**WHAT YOU ARE ASKED TO DO:** Select each row below that contains the string "hair" and copy it out in full.

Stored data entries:
====

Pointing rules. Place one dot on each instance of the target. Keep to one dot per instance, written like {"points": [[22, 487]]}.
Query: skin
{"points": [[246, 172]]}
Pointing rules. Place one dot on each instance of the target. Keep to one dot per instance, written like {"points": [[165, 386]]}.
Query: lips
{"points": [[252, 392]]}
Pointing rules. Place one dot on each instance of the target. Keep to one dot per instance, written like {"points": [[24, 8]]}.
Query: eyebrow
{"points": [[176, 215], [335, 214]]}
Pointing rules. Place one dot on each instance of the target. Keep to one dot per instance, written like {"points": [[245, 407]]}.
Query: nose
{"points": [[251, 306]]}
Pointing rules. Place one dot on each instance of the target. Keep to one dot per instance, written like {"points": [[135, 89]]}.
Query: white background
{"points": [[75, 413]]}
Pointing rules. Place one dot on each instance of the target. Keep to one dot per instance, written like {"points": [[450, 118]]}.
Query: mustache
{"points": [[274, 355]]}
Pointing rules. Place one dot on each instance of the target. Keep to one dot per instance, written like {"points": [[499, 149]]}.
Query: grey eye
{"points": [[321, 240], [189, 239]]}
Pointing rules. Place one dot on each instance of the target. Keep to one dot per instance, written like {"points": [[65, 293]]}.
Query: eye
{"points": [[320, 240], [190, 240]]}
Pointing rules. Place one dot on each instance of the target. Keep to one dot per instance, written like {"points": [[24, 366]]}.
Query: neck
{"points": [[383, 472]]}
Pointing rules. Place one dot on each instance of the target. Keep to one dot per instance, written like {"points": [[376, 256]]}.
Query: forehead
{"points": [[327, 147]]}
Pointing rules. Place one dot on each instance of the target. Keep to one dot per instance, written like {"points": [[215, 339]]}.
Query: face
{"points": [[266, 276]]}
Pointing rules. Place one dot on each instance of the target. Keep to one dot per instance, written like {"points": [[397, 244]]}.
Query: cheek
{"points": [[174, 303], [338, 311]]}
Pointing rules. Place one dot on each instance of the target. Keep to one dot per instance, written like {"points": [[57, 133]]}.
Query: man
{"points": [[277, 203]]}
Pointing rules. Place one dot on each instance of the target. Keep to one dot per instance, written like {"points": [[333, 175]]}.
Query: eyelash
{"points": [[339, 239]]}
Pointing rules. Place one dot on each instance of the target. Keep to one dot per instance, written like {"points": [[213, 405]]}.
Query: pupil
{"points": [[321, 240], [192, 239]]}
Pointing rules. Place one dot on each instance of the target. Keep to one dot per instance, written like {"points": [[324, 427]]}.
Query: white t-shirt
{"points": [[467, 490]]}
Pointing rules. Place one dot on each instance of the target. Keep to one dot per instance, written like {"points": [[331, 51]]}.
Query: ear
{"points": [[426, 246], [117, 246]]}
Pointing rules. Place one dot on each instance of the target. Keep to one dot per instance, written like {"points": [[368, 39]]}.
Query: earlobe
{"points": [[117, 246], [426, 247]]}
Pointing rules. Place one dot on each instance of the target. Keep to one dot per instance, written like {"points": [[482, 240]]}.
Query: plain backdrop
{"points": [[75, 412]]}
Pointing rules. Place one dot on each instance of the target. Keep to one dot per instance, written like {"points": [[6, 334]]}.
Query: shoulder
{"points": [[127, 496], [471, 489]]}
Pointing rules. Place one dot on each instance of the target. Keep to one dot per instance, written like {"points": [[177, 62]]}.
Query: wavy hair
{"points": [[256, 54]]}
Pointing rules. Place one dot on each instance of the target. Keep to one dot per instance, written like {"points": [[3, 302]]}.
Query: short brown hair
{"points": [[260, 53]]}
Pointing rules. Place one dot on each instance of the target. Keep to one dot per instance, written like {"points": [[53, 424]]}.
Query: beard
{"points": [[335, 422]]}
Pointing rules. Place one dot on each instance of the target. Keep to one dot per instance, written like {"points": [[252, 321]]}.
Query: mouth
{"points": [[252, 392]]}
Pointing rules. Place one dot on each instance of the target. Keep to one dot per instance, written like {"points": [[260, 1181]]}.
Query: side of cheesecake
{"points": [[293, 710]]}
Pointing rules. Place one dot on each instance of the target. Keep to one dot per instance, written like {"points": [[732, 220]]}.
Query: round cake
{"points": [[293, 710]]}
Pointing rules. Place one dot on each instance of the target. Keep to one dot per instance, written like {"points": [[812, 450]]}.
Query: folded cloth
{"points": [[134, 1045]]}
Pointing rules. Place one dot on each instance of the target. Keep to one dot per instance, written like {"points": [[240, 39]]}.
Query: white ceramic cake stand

====

**RESULT:**
Query: wavy hair
Query: short brown hair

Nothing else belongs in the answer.